(Beginning of TEXT SHOWN)

Even if we assume there is value in it, why should it replace (even if in part) the previous activity of reliably making computers do exactly what we want?
Even if we assume there is value in it, why should it replace (even if in part) the previous activity of reliably making computers do exactly what we want?
A contrived example: there are only 100 MB of disk space left, but 1 GB of logs to write. LLM discards 900 MB of logs and keeps only the most important lines.
Sure, you can nitpick this example, but it's the kind of edge case handling that LLMs can "do something resonable" that before required hard coding and special casing.
So you trade reliability to get to that extra 20% of hard cases.
When I watch juniors struggle they seem to think that it's because they dont think hard enough whereas it's usually because they didnt build enough infrastructure that would prevent them from needing to think too hard.
As it happens, when it comes to programming, LLM unreliabilities seem to align quite closely with ours so the same guardrails that protect against human programmers' tendencies to fuck up (mostly tests and types) work pretty well for LLMs too.
Maybe that does add up to solving harder higher level real world problems (business problems) from a practical standpoint, perhaps that's what you mean rather than technical problems.
Or maybe you're referring to producing software which utilizes LLMs, rather than using LLMs to program software (which is what I think the blog post is about, but we should certainly discuss both.)
If you've never done web-dev, and want to create an web-app, where does that fall? In principle you could learn web-dev in 1 week/month, so technically you could do it.
> maybe you're referring to producing software which utilizes LLMs
but yes, this is what I meant, outsourcing "business logic" to an LLM instead of trying to express it in code.
And it’s not just this specific problem. I don’t think letting an LLM handle edge cases is really ever an appropriate use case in production.
I’d much rather the system just fail so that someone will fix it. Imagine a world where at every level instead of failing and halting, everything error just got bubbled up to an LLM that tried to do something reasonable.
Talk about emergent behavior, or more likely catastrophic cascading failures.
I can kind of see your point if you’re talking about a truly hopeless scenario. Like some imaginary autonomous spacecraft that is going to crash into the sun, so in a last ditch effort the autopilot turns over the controls to an LLM.
But even in that scenario we have to have some way of knowing that we truly are in a hopeless scenario. Maybe it just appears that way and the LLM makes it worse.
Or maybe the LLM decides to pilot it into another spacecraft to reduce velocity.
My point is there aren’t many scenarios where “do something reasonable 90% of the time, but do something insane the other 10% of the time” is better than do nothing.
I’ve been using LLMs at work and my gut feeling saying I’m getting some productivity boost, but I’m not even certain of that because I have also spent time chasing subtle bugs that I wouldn’t have introduced myself. I think I’m going to need to see the results of some large well designed studies and several years of output before I really feel confident saying one way or the other.

(End of TEXT SHOWN)
(Beginning of RAW DATA)

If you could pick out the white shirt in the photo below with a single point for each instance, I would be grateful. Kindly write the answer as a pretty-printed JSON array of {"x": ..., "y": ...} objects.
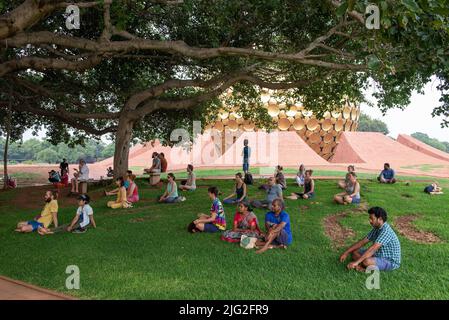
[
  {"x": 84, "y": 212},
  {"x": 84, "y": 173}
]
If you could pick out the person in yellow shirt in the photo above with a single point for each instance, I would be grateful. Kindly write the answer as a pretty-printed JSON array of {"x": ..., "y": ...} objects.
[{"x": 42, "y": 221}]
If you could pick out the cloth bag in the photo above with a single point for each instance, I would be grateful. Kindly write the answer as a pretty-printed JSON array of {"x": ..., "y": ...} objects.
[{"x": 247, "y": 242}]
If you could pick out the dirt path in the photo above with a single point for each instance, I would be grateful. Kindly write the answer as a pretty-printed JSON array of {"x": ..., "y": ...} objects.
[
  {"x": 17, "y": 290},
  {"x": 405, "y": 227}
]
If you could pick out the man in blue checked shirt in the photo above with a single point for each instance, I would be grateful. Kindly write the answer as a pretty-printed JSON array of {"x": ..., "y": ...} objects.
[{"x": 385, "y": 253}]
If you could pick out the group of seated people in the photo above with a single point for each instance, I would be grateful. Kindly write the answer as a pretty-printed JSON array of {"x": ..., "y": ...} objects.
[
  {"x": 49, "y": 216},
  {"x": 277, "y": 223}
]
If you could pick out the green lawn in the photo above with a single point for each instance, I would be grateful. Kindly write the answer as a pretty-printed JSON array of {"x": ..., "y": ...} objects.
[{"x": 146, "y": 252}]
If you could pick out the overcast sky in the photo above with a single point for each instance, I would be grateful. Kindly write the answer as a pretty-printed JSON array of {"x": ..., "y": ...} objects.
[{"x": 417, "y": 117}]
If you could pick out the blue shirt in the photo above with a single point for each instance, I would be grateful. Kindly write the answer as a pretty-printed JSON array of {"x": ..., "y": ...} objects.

(End of RAW DATA)

> **WHAT IS BEING ASKED**: In the forum thread about LLMs and programming, which guardrails are said to protect against human programmers' mistakes and also work well for LLMs? None of the items are needed for what comes next.

> **EXERCISE SOLUTION**: Mostly tests and types.